⟨

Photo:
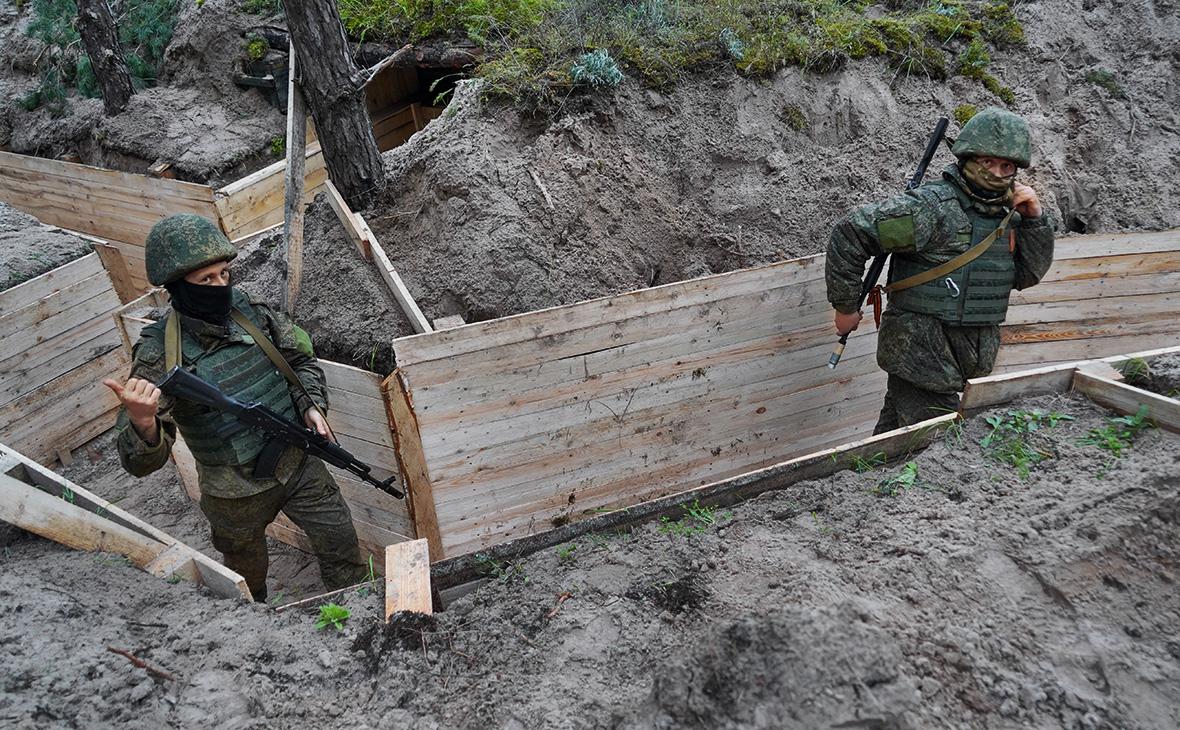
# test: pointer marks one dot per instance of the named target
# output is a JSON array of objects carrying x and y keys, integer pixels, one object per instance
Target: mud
[
  {"x": 343, "y": 303},
  {"x": 491, "y": 214},
  {"x": 30, "y": 248},
  {"x": 975, "y": 599},
  {"x": 196, "y": 118}
]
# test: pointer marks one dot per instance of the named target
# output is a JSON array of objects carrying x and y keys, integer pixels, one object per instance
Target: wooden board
[
  {"x": 1162, "y": 410},
  {"x": 407, "y": 578}
]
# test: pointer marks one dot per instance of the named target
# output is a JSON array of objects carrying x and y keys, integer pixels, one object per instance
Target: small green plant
[
  {"x": 963, "y": 113},
  {"x": 1105, "y": 79},
  {"x": 696, "y": 519},
  {"x": 1119, "y": 433},
  {"x": 332, "y": 615},
  {"x": 256, "y": 47},
  {"x": 1009, "y": 441},
  {"x": 565, "y": 553},
  {"x": 596, "y": 70},
  {"x": 897, "y": 484}
]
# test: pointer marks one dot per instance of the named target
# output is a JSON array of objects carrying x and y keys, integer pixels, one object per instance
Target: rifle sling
[
  {"x": 172, "y": 349},
  {"x": 958, "y": 262}
]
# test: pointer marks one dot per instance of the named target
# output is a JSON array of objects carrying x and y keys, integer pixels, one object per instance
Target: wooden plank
[
  {"x": 997, "y": 389},
  {"x": 419, "y": 495},
  {"x": 731, "y": 491},
  {"x": 1121, "y": 398},
  {"x": 118, "y": 273},
  {"x": 407, "y": 578},
  {"x": 38, "y": 288},
  {"x": 56, "y": 519}
]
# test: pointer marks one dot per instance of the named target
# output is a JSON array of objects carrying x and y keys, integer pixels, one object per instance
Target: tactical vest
[
  {"x": 975, "y": 294},
  {"x": 240, "y": 369}
]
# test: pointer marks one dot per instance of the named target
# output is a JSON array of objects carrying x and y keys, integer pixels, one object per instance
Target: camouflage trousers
[
  {"x": 313, "y": 501},
  {"x": 906, "y": 405}
]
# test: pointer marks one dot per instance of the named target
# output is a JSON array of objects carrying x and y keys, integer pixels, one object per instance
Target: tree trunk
[
  {"x": 96, "y": 25},
  {"x": 334, "y": 93}
]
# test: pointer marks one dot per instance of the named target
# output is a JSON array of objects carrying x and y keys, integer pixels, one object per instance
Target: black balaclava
[{"x": 201, "y": 301}]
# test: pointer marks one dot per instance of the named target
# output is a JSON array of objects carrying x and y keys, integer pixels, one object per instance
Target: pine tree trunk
[
  {"x": 96, "y": 25},
  {"x": 335, "y": 97}
]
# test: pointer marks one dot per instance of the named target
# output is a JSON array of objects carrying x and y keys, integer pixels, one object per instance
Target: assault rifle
[
  {"x": 878, "y": 265},
  {"x": 183, "y": 385}
]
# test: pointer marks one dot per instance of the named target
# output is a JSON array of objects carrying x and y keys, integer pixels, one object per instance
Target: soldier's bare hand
[
  {"x": 1026, "y": 202},
  {"x": 846, "y": 323},
  {"x": 316, "y": 422}
]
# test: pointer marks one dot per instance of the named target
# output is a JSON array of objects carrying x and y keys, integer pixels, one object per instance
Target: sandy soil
[
  {"x": 974, "y": 599},
  {"x": 490, "y": 214},
  {"x": 196, "y": 118},
  {"x": 30, "y": 248}
]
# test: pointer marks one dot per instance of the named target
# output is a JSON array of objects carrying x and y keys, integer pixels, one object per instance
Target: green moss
[
  {"x": 1105, "y": 79},
  {"x": 963, "y": 113}
]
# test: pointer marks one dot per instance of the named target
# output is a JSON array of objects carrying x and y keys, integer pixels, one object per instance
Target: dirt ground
[
  {"x": 975, "y": 599},
  {"x": 492, "y": 214},
  {"x": 30, "y": 248},
  {"x": 196, "y": 118},
  {"x": 343, "y": 302}
]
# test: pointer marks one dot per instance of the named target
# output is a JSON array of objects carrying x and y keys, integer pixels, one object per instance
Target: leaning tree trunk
[
  {"x": 334, "y": 92},
  {"x": 96, "y": 25}
]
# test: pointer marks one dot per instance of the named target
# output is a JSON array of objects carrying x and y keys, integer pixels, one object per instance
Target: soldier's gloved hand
[
  {"x": 141, "y": 398},
  {"x": 1026, "y": 202},
  {"x": 846, "y": 323},
  {"x": 316, "y": 422}
]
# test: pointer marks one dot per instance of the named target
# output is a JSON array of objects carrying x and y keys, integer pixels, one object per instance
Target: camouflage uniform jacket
[
  {"x": 224, "y": 481},
  {"x": 920, "y": 348}
]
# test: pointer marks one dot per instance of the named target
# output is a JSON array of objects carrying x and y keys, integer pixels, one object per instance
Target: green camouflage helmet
[
  {"x": 995, "y": 132},
  {"x": 184, "y": 243}
]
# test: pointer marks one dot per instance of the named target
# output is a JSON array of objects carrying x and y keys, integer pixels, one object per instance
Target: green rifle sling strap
[
  {"x": 172, "y": 349},
  {"x": 958, "y": 262}
]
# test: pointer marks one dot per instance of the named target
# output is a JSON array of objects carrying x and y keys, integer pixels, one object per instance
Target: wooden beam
[
  {"x": 412, "y": 464},
  {"x": 293, "y": 199},
  {"x": 818, "y": 465},
  {"x": 1125, "y": 399},
  {"x": 407, "y": 578}
]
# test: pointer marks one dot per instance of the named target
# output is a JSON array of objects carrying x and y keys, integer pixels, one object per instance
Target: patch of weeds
[
  {"x": 256, "y": 47},
  {"x": 596, "y": 70},
  {"x": 503, "y": 571},
  {"x": 565, "y": 553},
  {"x": 1119, "y": 433},
  {"x": 963, "y": 113},
  {"x": 794, "y": 117},
  {"x": 897, "y": 484},
  {"x": 1009, "y": 441},
  {"x": 332, "y": 615},
  {"x": 696, "y": 519},
  {"x": 1105, "y": 79}
]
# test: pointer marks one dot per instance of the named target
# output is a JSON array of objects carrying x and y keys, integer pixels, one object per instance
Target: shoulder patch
[{"x": 896, "y": 234}]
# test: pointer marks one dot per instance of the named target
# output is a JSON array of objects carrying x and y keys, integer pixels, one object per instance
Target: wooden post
[
  {"x": 293, "y": 199},
  {"x": 407, "y": 578}
]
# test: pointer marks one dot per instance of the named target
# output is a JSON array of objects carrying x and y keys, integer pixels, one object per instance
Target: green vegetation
[
  {"x": 697, "y": 518},
  {"x": 963, "y": 113},
  {"x": 1119, "y": 433},
  {"x": 145, "y": 28},
  {"x": 897, "y": 484},
  {"x": 1010, "y": 439},
  {"x": 330, "y": 615},
  {"x": 537, "y": 50},
  {"x": 1105, "y": 79}
]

⟩

Exclude the pictures and repeat every other part of the records word for word.

__Problem solution__.
Photo:
# test: pointer marks one dot per instance of the named target
# output is a JSON array of objects carrying x and y keys, integer pixels, one object per instance
Target: mud
[
  {"x": 343, "y": 303},
  {"x": 491, "y": 214},
  {"x": 30, "y": 248},
  {"x": 975, "y": 599},
  {"x": 196, "y": 118}
]
# test: pointer marks one dot per instance of the named target
# output is a JSON array of objects carrying x and y keys, integer pixels, one object per instance
Target: wooden board
[
  {"x": 1162, "y": 410},
  {"x": 407, "y": 578}
]
# test: pointer marks one dot per instance of the named target
# output is a JSON array of objects carrying x and y keys, integer pixels, one object per instance
Target: small green plant
[
  {"x": 963, "y": 113},
  {"x": 1105, "y": 79},
  {"x": 696, "y": 519},
  {"x": 1119, "y": 433},
  {"x": 332, "y": 615},
  {"x": 256, "y": 47},
  {"x": 1009, "y": 441},
  {"x": 565, "y": 553},
  {"x": 596, "y": 70},
  {"x": 897, "y": 484}
]
# test: pointer marks one dot per instance of the named target
# output is a JSON array of objects carrying x and y keys, integer pixels, one object per instance
Target: rifle sling
[
  {"x": 172, "y": 349},
  {"x": 958, "y": 262}
]
# test: pointer marks one dot per instance of the named target
# output is a JSON array of objects carrying x and y keys, integer pixels, one object per instance
Target: wooden plank
[
  {"x": 997, "y": 389},
  {"x": 419, "y": 495},
  {"x": 731, "y": 491},
  {"x": 1121, "y": 398},
  {"x": 118, "y": 273},
  {"x": 407, "y": 578},
  {"x": 38, "y": 288},
  {"x": 56, "y": 519}
]
# test: pointer marks one dot per instance of the named target
# output is a JSON array of objects carrying x and y keys, integer pixels, one object per instance
Target: tactical vest
[
  {"x": 975, "y": 294},
  {"x": 240, "y": 369}
]
# test: pointer marks one dot per instance of the named target
# output is a JSON array of objects carrying x and y keys, integer pixels, one object per instance
Target: camouflage trousers
[
  {"x": 313, "y": 501},
  {"x": 906, "y": 405}
]
# test: pointer marks one dot per instance of the named target
# output is a JSON array of objects carrying x and y keys, integer pixels, one object per instance
Target: tree trunk
[
  {"x": 96, "y": 25},
  {"x": 334, "y": 93}
]
# test: pointer marks one dot per instance of the named target
# output is a JSON array of objects carrying x and y keys, integer pixels, one object per instance
Target: black balaclava
[{"x": 201, "y": 301}]
# test: pointer marks one dot per instance of the named target
# output is a JSON array of objects carrying x and y keys, integer pixels, one object per instance
Target: pine tree trunk
[
  {"x": 96, "y": 25},
  {"x": 335, "y": 97}
]
# test: pointer marks one dot per instance of the named target
# output is a JSON array of objects carrying x and y keys, integer pixels, one object per instance
Target: assault rifle
[
  {"x": 878, "y": 265},
  {"x": 183, "y": 385}
]
# test: pointer marks one dot per instance of the named target
# output is a JSON array of objects carrying x and y keys, integer pixels, one object per instance
Target: soldier's bare hand
[
  {"x": 1026, "y": 202},
  {"x": 846, "y": 323},
  {"x": 316, "y": 422}
]
# test: pointer marks one dot per instance of the named target
# output is a JSON array of objects carrying x and y keys, integer pixels, one object per instance
Target: sandy soil
[
  {"x": 974, "y": 599},
  {"x": 490, "y": 214},
  {"x": 196, "y": 118},
  {"x": 30, "y": 248}
]
# test: pointer marks one dot per instance of the named target
# output is a JSON array of objects carrying x and y keys, integer pixels, one object per instance
Target: green moss
[
  {"x": 1105, "y": 79},
  {"x": 963, "y": 113}
]
# test: pointer marks one dot per instance of the named target
# output is a JSON array of objects carrying x and y keys, integer pixels, one object per instance
Target: dirt ground
[
  {"x": 975, "y": 599},
  {"x": 492, "y": 214},
  {"x": 30, "y": 248},
  {"x": 196, "y": 118},
  {"x": 343, "y": 302}
]
# test: pointer marks one dot per instance of the named target
# output is a JSON array of objects carrying x and y keys, integer pixels, one object per instance
Target: leaning tree trunk
[
  {"x": 334, "y": 92},
  {"x": 96, "y": 25}
]
# test: pointer marks one dot per instance of the named target
# output is a JSON array of objects carrying x and y keys, integer pixels, one object per instance
Target: soldier's gloved hand
[
  {"x": 141, "y": 398},
  {"x": 1026, "y": 202},
  {"x": 846, "y": 323},
  {"x": 316, "y": 422}
]
# test: pointer marks one dot per instance of the named target
# output is a JSON array of objects carrying x and y keys, integer pixels, one object per instance
Target: camouflage uniform jacket
[
  {"x": 224, "y": 481},
  {"x": 920, "y": 348}
]
# test: pointer marks one dot per instance of the named target
# output is a JSON array of objects carrying x and y keys, integer pixels, one object per instance
Target: green camouflage helmet
[
  {"x": 995, "y": 132},
  {"x": 184, "y": 243}
]
# test: pointer marks one dot per instance of the named target
# output is a JSON array of objects carrying x and y keys, integer pixels, one object per instance
Target: green rifle sling strap
[
  {"x": 172, "y": 349},
  {"x": 958, "y": 262}
]
# test: pointer marks one dot per instance of the named target
# output is a JSON array of objects carrying x and y keys, integer pixels, one object per instance
Target: wooden beam
[
  {"x": 412, "y": 464},
  {"x": 293, "y": 199},
  {"x": 818, "y": 465},
  {"x": 1125, "y": 399},
  {"x": 407, "y": 578}
]
# test: pointer marks one dot per instance of the named target
# output is a JSON array of objects carrying x and y keys, integer pixels, one object per instance
Target: patch of weeds
[
  {"x": 256, "y": 47},
  {"x": 596, "y": 70},
  {"x": 503, "y": 571},
  {"x": 565, "y": 553},
  {"x": 1119, "y": 433},
  {"x": 963, "y": 113},
  {"x": 794, "y": 117},
  {"x": 897, "y": 484},
  {"x": 1009, "y": 441},
  {"x": 332, "y": 615},
  {"x": 696, "y": 519},
  {"x": 1105, "y": 79}
]
# test: pointer marks one dot per instance of the named target
# output is a JSON array of objects carrying x and y keys, integer pixels, one object per instance
Target: shoulder patch
[{"x": 896, "y": 234}]
# test: pointer marks one dot per instance of the named target
# output is a JSON array of objects carrying x and y keys, integer pixels, one object per instance
Target: wooden post
[
  {"x": 293, "y": 199},
  {"x": 407, "y": 578}
]
# test: pointer marks one dot per instance of the named target
# output is a JSON array of objects carrying x and y keys, integer pixels, one object per instance
Target: green vegetation
[
  {"x": 697, "y": 518},
  {"x": 963, "y": 113},
  {"x": 1119, "y": 433},
  {"x": 145, "y": 28},
  {"x": 897, "y": 484},
  {"x": 1010, "y": 439},
  {"x": 330, "y": 615},
  {"x": 537, "y": 50},
  {"x": 1105, "y": 79}
]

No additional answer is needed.